» Task
Copy the passage on the Euarchontoglires superorder word for word, with nothing changed or left out.

» Source document
Superorder of mammals

Euarchontoglires (from Euarchonta + Glires ), synonymous with Supraprimates, is a clade and a superorder of placental mammals, the living members of which belong to one of the five following groups: rodents, lagomorphs, treeshrews, primates, and colugos.

==Classification==

Phylogenetic position of living Euarchontoglires (in blue) among placentals in a genus-level molecular phylogeny of 116 extant mammals inferred from the gene tree information of 14,509 coding DNA sequences. The other major clades are colored: marsupials (magenta), xenarthrans (orange), afrotherians (red), and laurasiatherians (green).

=== External classification ===
The Euarchontoglires clade is based on DNA sequence analyses and retrotransposon markers that combine the clades Glires (Rodentia + Lagomorpha) and Euarchonta (Scandentia + Primates + Dermoptera). It is usually discussed without a taxonomic rank but has been called a cohort, magnorder, or superorder. Relations among the four cohorts (Euarchontoglires, Xenarthra, Laurasiatheria, Afrotheria) and the identity of the placental root remain controversial.

» Exercise data
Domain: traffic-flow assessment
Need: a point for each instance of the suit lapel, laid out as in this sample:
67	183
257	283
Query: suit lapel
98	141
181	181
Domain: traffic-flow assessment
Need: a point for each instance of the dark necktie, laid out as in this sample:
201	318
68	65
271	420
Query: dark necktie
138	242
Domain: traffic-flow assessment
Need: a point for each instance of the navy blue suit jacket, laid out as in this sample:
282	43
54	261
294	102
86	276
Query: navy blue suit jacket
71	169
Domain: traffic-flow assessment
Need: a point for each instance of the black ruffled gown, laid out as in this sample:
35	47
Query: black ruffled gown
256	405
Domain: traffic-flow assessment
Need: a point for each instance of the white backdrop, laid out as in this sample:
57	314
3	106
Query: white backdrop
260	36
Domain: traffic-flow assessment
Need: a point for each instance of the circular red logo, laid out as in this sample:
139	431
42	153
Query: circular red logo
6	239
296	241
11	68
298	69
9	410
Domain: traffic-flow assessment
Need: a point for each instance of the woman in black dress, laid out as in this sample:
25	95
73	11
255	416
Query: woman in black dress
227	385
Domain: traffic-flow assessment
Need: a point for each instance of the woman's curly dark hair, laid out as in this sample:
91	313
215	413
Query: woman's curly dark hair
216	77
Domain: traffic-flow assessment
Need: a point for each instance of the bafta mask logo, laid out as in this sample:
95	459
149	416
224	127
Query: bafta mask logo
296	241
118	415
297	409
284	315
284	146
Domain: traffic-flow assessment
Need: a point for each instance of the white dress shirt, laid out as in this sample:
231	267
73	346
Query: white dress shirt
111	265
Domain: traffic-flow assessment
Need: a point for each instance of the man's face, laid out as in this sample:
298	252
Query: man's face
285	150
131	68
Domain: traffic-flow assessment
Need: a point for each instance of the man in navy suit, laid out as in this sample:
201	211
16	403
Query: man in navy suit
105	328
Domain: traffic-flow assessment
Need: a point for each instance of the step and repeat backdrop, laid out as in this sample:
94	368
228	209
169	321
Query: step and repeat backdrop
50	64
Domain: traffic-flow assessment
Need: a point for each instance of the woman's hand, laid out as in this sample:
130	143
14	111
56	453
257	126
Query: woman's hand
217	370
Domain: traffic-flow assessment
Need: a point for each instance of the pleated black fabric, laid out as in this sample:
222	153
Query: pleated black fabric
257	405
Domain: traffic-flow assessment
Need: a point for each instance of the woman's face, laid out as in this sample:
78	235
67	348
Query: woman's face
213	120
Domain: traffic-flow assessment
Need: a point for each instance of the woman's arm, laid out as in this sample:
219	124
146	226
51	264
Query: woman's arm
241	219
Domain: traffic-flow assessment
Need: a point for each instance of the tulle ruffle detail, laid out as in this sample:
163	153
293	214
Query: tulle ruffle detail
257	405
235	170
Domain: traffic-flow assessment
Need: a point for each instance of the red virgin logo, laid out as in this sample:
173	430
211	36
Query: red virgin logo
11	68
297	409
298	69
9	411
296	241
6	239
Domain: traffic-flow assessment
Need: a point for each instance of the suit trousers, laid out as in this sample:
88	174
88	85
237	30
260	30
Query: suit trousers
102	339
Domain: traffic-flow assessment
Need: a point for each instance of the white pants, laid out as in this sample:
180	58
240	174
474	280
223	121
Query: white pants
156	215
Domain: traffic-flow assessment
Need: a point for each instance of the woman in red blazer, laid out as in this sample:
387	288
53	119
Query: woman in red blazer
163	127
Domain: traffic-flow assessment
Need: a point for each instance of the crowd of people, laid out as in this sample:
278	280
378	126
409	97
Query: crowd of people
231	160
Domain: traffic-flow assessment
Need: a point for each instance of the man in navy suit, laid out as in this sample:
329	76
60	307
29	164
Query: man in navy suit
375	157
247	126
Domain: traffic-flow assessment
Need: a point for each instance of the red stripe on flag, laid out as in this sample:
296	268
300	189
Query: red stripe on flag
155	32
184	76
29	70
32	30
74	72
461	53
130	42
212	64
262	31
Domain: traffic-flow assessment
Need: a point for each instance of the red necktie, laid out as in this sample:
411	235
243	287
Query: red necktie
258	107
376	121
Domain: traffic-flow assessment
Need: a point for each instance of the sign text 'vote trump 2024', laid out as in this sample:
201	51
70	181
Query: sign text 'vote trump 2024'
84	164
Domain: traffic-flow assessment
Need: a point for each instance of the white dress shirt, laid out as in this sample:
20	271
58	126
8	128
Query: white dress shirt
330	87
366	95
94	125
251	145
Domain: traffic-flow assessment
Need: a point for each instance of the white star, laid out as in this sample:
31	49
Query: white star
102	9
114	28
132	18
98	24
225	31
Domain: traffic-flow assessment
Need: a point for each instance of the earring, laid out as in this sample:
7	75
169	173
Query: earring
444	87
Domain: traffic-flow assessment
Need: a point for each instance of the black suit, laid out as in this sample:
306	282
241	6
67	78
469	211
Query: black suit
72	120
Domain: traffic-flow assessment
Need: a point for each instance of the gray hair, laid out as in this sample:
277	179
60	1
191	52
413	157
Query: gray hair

» Your response
Superorder of mammals

Euarchontoglires (from Euarchonta + Glires ), synonymous with Supraprimates, is a clade and a superorder of placental mammals, the living members of which belong to one of the five following groups: rodents, lagomorphs, treeshrews, primates, and colugos.

==Classification==

Phylogenetic position of living Euarchontoglires (in blue) among placentals in a genus-level molecular phylogeny of 116 extant mammals inferred from the gene tree information of 14,509 coding DNA sequences. The other major clades are colored: marsupials (magenta), xenarthrans (orange), afrotherians (red), and laurasiatherians (green).

=== External classification ===
The Euarchontoglires clade is based on DNA sequence analyses and retrotransposon markers that combine the clades Glires (Rodentia + Lagomorpha) and Euarchonta (Scandentia + Primates + Dermoptera). It is usually discussed without a taxonomic rank but has been called a cohort, magnorder, or superorder. Relations among the four cohorts (Euarchontoglires, Xenarthra, Laurasiatheria, Afrotheria) and the identity of the placental root remain controversial.